= Tarea escrita A =
Lista, copiadas íntegras, las líneas del listado de más abajo que contengan la cadena "utility", distinguiendo entre mayúsculas y minúsculas.

_ _ _ _ _

Para llegar hasta allí tuvimos que buscar el sendero por el monte a pie, pues Anatoli no atinó a encontrar el camino con el coche, y pronto el terreno se hizo impracticable. Los malos presagios que ya albergábamos Rocío y un servidor se hicieron realidad enseguida. Era una mala trampa para turistas, de la que no conseguimos librarnos hasta después de comer. Por no conseguir, ni agua nos dieron, pese a que veníamos sedientos.

El festival consistió básicamente en una charlotada lamentable, en la que había algún elemento folclórico más o menos genuino, como muestras de platos típicos, y poco más. En cuanto comimos salimos escopetados, sin esperar a la conclusión del festejo. Anatoli llamó para ver dónde íbamos a dormir, y como parecía ser una de las posibilidades, le dejamos tajantemente claro que antes de penar también la noche aquí preferíamos seguir del tirón hasta la capital. Mensaje recibido: dormimos en el pueblo, en un albergue bien puesto, regentado por una de las mujeres que cocinó en el pseudofestival, y en cuyo salón lucían dos fotografías de graduación de sus hijas, en las que encontramos el retrato de la profesora de matemáticas del otro día.

Lo único decoroso del festivalucho.

_ _ _ _ _

= Tarea escrita B =
Reproduce literalmente el fragmento del extracto de arriba desde "El festival consistió" hasta "del otro día.", ambos incluidos.

_ _ _ _ _

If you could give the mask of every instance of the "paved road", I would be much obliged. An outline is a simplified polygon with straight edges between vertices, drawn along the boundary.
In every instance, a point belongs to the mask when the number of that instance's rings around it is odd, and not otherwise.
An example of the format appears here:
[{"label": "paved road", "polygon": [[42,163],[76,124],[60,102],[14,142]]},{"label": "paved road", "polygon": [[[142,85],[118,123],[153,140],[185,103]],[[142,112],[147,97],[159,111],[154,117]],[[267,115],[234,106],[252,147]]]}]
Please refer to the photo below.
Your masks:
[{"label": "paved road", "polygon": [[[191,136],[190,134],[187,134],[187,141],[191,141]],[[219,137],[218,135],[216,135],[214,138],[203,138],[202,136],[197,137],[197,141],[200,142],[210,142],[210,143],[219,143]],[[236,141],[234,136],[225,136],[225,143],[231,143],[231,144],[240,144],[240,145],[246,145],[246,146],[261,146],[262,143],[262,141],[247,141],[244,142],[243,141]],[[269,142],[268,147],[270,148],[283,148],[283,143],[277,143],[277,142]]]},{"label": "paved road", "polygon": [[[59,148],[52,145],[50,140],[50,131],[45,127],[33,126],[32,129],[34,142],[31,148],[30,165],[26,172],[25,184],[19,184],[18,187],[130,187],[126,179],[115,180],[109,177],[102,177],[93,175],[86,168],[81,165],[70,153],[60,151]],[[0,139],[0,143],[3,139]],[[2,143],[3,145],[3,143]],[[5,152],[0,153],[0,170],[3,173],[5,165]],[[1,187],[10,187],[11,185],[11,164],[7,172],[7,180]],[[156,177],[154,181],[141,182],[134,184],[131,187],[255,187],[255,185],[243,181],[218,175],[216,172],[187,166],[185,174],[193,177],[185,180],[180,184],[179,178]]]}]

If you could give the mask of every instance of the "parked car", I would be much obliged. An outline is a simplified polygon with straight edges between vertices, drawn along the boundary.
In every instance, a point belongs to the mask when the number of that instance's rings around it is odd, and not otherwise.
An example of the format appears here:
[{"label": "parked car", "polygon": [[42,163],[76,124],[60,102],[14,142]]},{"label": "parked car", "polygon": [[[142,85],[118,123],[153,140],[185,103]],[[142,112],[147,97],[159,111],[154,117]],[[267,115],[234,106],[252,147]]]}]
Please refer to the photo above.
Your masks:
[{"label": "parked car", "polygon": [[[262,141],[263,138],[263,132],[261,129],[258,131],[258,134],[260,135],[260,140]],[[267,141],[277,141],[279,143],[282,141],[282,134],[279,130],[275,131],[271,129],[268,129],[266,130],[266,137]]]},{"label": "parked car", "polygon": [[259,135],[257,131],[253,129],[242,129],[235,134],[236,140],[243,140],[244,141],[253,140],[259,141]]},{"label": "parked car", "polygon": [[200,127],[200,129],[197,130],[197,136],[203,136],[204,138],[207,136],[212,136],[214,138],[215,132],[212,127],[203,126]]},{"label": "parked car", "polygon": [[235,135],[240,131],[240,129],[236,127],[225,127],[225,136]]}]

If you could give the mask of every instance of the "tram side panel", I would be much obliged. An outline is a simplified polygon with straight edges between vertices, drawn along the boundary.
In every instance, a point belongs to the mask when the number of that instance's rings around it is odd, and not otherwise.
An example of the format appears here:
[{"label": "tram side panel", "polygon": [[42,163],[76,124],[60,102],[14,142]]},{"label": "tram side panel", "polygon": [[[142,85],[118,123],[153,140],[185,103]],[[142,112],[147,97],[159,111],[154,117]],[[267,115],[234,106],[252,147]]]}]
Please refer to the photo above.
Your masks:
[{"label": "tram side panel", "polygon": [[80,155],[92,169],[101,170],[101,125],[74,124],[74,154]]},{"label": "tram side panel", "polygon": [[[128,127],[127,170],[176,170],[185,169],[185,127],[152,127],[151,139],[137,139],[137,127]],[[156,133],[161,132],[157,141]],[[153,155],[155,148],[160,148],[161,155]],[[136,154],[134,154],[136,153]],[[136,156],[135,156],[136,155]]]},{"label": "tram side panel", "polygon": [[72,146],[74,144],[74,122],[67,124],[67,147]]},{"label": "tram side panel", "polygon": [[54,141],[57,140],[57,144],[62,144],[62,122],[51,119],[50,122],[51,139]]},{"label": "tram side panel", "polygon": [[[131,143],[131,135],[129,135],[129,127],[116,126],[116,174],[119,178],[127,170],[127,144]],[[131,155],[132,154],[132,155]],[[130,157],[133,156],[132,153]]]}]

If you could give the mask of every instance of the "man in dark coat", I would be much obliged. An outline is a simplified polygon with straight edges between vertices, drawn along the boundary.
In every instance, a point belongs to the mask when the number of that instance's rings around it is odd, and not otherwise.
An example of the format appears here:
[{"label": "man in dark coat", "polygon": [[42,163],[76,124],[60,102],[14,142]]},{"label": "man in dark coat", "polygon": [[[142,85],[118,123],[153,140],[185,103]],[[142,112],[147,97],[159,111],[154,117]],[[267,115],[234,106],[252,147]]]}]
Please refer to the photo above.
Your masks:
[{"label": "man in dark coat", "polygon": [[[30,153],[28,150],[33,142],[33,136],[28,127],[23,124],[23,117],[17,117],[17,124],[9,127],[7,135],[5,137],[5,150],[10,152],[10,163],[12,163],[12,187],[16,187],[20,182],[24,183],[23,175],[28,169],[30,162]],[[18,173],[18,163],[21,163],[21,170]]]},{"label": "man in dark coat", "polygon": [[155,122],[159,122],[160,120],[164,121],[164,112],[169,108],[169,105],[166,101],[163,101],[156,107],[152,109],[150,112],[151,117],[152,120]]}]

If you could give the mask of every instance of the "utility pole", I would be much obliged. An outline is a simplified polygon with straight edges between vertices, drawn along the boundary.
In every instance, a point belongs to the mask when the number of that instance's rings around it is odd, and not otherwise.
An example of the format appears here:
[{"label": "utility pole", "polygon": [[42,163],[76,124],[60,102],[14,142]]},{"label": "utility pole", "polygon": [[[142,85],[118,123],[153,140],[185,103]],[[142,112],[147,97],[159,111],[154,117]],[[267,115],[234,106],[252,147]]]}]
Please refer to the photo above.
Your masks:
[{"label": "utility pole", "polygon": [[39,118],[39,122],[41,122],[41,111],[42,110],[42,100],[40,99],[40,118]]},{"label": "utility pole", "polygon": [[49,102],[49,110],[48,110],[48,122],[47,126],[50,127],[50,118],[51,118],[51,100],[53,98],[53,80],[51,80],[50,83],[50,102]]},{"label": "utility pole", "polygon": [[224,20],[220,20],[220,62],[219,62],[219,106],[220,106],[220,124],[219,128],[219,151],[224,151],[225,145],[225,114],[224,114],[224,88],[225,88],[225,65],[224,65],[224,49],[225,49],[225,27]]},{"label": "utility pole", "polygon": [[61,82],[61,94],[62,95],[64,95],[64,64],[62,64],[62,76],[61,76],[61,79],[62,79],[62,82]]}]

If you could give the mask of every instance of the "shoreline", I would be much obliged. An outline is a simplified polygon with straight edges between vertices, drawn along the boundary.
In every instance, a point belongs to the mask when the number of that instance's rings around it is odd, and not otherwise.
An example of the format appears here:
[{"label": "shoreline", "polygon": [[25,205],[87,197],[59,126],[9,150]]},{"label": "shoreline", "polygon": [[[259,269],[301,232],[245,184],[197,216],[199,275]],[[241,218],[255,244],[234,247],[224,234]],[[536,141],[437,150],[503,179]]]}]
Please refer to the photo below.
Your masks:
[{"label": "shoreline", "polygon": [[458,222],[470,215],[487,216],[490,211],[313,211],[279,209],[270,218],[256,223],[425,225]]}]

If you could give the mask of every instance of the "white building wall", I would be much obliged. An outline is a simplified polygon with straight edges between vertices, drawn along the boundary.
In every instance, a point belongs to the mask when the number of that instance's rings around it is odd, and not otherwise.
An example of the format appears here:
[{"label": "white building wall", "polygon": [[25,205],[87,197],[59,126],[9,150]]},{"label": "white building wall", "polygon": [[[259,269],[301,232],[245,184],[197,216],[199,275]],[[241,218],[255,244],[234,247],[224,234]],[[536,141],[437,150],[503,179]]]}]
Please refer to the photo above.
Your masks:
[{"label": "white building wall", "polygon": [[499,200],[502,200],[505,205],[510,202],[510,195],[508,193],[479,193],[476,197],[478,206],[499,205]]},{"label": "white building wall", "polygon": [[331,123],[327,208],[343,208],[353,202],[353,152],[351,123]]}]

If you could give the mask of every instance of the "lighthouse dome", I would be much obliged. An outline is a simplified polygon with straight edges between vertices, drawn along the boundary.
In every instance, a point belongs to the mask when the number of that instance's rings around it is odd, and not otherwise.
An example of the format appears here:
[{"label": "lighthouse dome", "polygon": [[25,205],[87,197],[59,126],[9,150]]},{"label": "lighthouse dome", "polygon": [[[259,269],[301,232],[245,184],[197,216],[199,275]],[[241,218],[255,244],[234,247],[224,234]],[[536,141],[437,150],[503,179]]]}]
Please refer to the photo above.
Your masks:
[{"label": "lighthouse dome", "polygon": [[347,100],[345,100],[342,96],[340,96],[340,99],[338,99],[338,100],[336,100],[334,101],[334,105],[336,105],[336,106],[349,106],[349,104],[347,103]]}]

_ _ _ _ _

= Respuesta A =
If you could give the mask of every instance of the "utility pole", I would be much obliged. An outline is a simplified polygon with straight edges between vertices, drawn along the boundary.
[{"label": "utility pole", "polygon": [[42,163],[76,124],[60,102],[14,142]]},{"label": "utility pole", "polygon": [[[142,85],[118,123],[153,140],[185,103]],[[142,112],[147,97],[159,111],[154,117]],[[267,115],[234,106],[252,147]]]}]
[{"label": "utility pole", "polygon": [[39,118],[39,122],[41,122],[41,111],[42,110],[42,100],[40,99],[40,118]]},{"label": "utility pole", "polygon": [[49,102],[49,110],[48,110],[48,122],[47,126],[50,127],[50,118],[51,118],[51,100],[53,98],[53,80],[51,80],[50,83],[50,102]]},{"label": "utility pole", "polygon": [[224,20],[220,20],[220,62],[219,62],[219,106],[220,106],[220,124],[219,128],[219,151],[224,151],[225,145],[225,114],[224,114],[224,88],[225,88],[225,65],[224,65],[224,49],[225,49],[225,27]]},{"label": "utility pole", "polygon": [[61,82],[61,94],[62,95],[64,95],[64,64],[62,64],[62,76],[61,76],[61,79],[62,79],[62,82]]}]

= Respuesta B =
El festival consistió básicamente en una charlotada lamentable, en la que había algún elemento folclórico más o menos genuino, como muestras de platos típicos, y poco más. En cuanto comimos salimos escopetados, sin esperar a la conclusión del festejo. Anatoli llamó para ver dónde íbamos a dormir, y como parecía ser una de las posibilidades, le dejamos tajantemente claro que antes de penar también la noche aquí preferíamos seguir del tirón hasta la capital. Mensaje recibido: dormimos en el pueblo, en un albergue bien puesto, regentado por una de las mujeres que cocinó en el pseudofestival, y en cuyo salón lucían dos fotografías de graduación de sus hijas, en las que encontramos el retrato de la profesora de matemáticas del otro día.